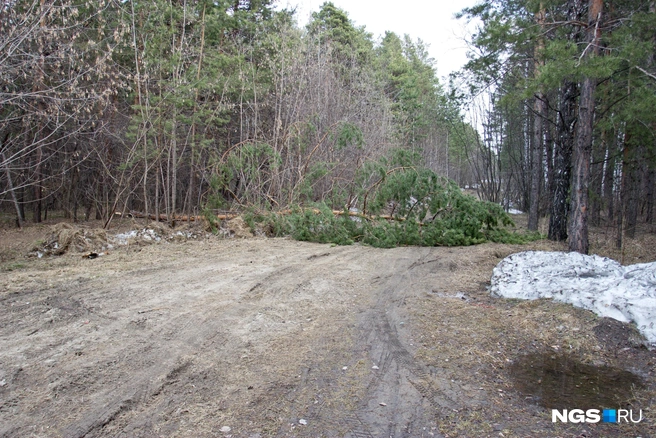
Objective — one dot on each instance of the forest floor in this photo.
(270, 337)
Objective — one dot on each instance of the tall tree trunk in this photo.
(563, 162)
(578, 227)
(609, 175)
(10, 185)
(650, 181)
(597, 176)
(537, 146)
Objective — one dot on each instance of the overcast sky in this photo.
(430, 20)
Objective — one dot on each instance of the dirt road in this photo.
(270, 337)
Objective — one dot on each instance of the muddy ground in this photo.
(277, 338)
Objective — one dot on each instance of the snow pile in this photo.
(625, 293)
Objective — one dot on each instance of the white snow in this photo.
(625, 293)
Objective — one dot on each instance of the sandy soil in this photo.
(277, 338)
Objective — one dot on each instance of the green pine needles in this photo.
(400, 203)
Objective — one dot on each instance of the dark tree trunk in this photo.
(578, 225)
(649, 196)
(609, 175)
(536, 164)
(563, 162)
(597, 176)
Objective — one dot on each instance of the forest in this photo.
(180, 108)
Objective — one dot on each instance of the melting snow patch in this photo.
(625, 293)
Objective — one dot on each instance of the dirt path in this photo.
(267, 337)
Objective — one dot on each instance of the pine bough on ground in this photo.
(625, 293)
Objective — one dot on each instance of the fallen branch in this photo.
(183, 218)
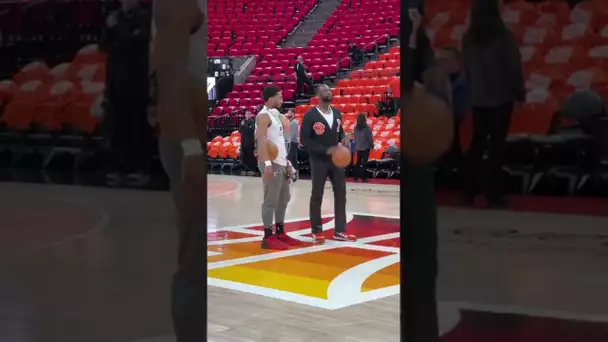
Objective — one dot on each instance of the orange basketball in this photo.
(273, 151)
(341, 157)
(427, 127)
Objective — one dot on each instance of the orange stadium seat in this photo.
(78, 111)
(19, 112)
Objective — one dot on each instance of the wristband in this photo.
(192, 147)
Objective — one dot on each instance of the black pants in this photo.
(320, 170)
(130, 134)
(490, 130)
(292, 155)
(361, 167)
(301, 81)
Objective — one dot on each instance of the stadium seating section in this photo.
(562, 50)
(365, 23)
(246, 27)
(53, 99)
(358, 94)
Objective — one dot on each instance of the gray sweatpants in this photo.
(276, 195)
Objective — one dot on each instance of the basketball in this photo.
(427, 127)
(273, 151)
(341, 157)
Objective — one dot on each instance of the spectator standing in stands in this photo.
(392, 151)
(450, 60)
(494, 73)
(364, 143)
(292, 140)
(355, 53)
(125, 39)
(302, 77)
(247, 130)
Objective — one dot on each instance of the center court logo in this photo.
(330, 276)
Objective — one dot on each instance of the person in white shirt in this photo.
(277, 173)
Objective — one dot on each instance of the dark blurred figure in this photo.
(355, 53)
(302, 78)
(364, 142)
(494, 74)
(126, 40)
(418, 205)
(247, 130)
(450, 60)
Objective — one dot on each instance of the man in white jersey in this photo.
(180, 65)
(277, 173)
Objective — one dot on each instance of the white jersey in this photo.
(275, 134)
(197, 62)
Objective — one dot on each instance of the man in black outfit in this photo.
(125, 40)
(321, 133)
(302, 77)
(247, 131)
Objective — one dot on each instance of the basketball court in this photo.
(95, 264)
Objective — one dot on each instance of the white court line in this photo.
(238, 188)
(376, 238)
(271, 293)
(347, 285)
(269, 256)
(377, 215)
(329, 244)
(247, 227)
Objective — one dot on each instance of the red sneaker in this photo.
(288, 240)
(344, 237)
(318, 237)
(273, 242)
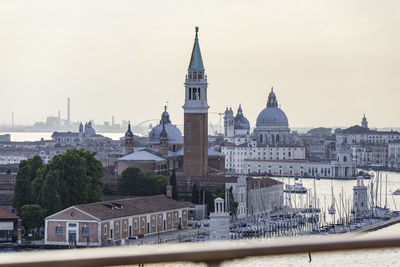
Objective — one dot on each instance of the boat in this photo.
(297, 188)
(332, 209)
(397, 192)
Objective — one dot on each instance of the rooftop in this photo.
(130, 206)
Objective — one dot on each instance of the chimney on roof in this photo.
(169, 191)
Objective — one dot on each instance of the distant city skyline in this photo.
(329, 62)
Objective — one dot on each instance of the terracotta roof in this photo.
(130, 206)
(5, 214)
(262, 182)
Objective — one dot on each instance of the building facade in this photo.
(114, 222)
(195, 156)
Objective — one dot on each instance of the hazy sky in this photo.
(329, 61)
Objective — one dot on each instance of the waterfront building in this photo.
(114, 222)
(85, 134)
(360, 199)
(341, 167)
(195, 156)
(370, 154)
(394, 155)
(175, 138)
(362, 134)
(264, 196)
(236, 128)
(219, 221)
(10, 227)
(239, 193)
(272, 126)
(235, 155)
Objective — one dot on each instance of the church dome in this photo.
(240, 121)
(173, 133)
(129, 133)
(272, 115)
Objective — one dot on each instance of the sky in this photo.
(328, 61)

■ EXERCISE INSTRUCTIONS
Print out the material word for word, omitting the pictures.

■ EXERCISE RESULT
Objective — one dot on each instance of the forest floor in this photo.
(270, 337)
Objective — one dot on each instance of the tall tree trunk in this photo.
(563, 162)
(578, 227)
(609, 175)
(10, 185)
(650, 181)
(597, 176)
(537, 146)
Objective — one dot on each instance of the overcast sky in this photo.
(430, 20)
Objective — one dot on each instance of the dirt road in this photo.
(270, 337)
Objective — one dot on each instance of the muddy ground in this photo.
(277, 338)
Objective — one dot on each instance of the snow pile in this photo.
(625, 293)
Objective — one dot on each instance of the white snow in this photo.
(625, 293)
Objective — one dot on each instance of the sandy soil in this photo.
(277, 338)
Objective — one dot on each instance of the green pine needles in this photo.
(400, 203)
Objective — one dot on each instance of the dark tree trunk in this photo.
(578, 225)
(649, 196)
(609, 175)
(536, 164)
(563, 162)
(597, 176)
Objective — one dot on each instance of the forest in this photo.
(180, 108)
Objective — one dot on each instance of the melting snow patch in this photo.
(625, 293)
Objective — one dot on each instance of the dirt path in this photo.
(267, 337)
Objective — one dot on each instance of the pine bough on ground in this photo.
(625, 293)
Objective — one dot on each instance of the fallen branch in this photo.
(183, 218)
Objective — one dot on each instance of the orange basketball in this photo.
(273, 151)
(341, 157)
(427, 127)
Objective — one dot on each instance of the orange stadium seat in this photo.
(78, 111)
(19, 112)
Objective — one dot on each instance of the wristband in this photo.
(192, 147)
Objective — one dot on each instance of the black pants in this photo.
(320, 170)
(130, 134)
(490, 130)
(292, 155)
(361, 167)
(301, 81)
Objective — one dot on each instance of the stadium seating section in this photo.
(562, 50)
(365, 23)
(246, 27)
(53, 99)
(358, 94)
Objective — one dot on each instance of the gray sweatpants in this photo.
(276, 195)
Objective — one dot on each instance of the basketball in this photo.
(427, 127)
(273, 151)
(341, 157)
Objective — one dot on each instance of the spectator standing in stands in this photo.
(392, 151)
(450, 60)
(494, 73)
(364, 143)
(292, 140)
(355, 53)
(125, 39)
(302, 77)
(247, 130)
Objective — one dot on each instance of the center court logo in this photo.
(330, 276)
Objective — one dot on each instance of the person in white shirt in this photo.
(277, 173)
Objective — one dot on each instance of the dark blurred figure in this photo.
(355, 53)
(302, 78)
(364, 142)
(494, 74)
(126, 40)
(418, 205)
(247, 130)
(450, 60)
Objective — one dot on each instance of the man in white jersey in this photo.
(180, 65)
(277, 173)
Objective — one dot on each instance of the white jersey in this photo.
(275, 134)
(197, 62)
Objective — one dot on each instance of the man in black outfit in this photo.
(125, 40)
(321, 133)
(302, 77)
(247, 131)
Objective — one dot on each instance of the basketball court in this photo.
(95, 264)
Objective — one dot on each instance of the white court line in this photo.
(238, 188)
(376, 238)
(271, 293)
(347, 285)
(269, 256)
(377, 215)
(329, 244)
(247, 227)
Objective — one dot on each instance of the red sneaker in this photo.
(288, 240)
(344, 237)
(318, 237)
(273, 242)
Objective — one dot on each instance of the boat in this photo.
(297, 188)
(332, 209)
(397, 192)
Objective — one dot on each instance of the rooftop in this photo.
(130, 206)
Objective — one dot on each instance of the chimney on roof in this photo.
(169, 191)
Objective — one dot on each instance of the distant city skyline in this photo.
(329, 62)
Objective — one dot on each instance of the terracotta roof in this photo.
(130, 206)
(5, 214)
(262, 182)
Objective — one dot on each instance of the building facade in this photo.
(114, 222)
(195, 156)
Objective — one dot on each instance of the hazy sky in this photo.
(329, 61)
Objective — one dot on each instance of the waterfront building in this photo.
(114, 222)
(85, 134)
(360, 199)
(341, 167)
(195, 156)
(370, 154)
(394, 155)
(175, 138)
(362, 134)
(264, 196)
(236, 128)
(219, 221)
(10, 227)
(239, 193)
(272, 126)
(235, 155)
Objective — one dot on each instance of the church dome in this photo.
(240, 121)
(173, 133)
(129, 133)
(272, 115)
Objective — one dot on each instance of the sky in this photo.
(328, 61)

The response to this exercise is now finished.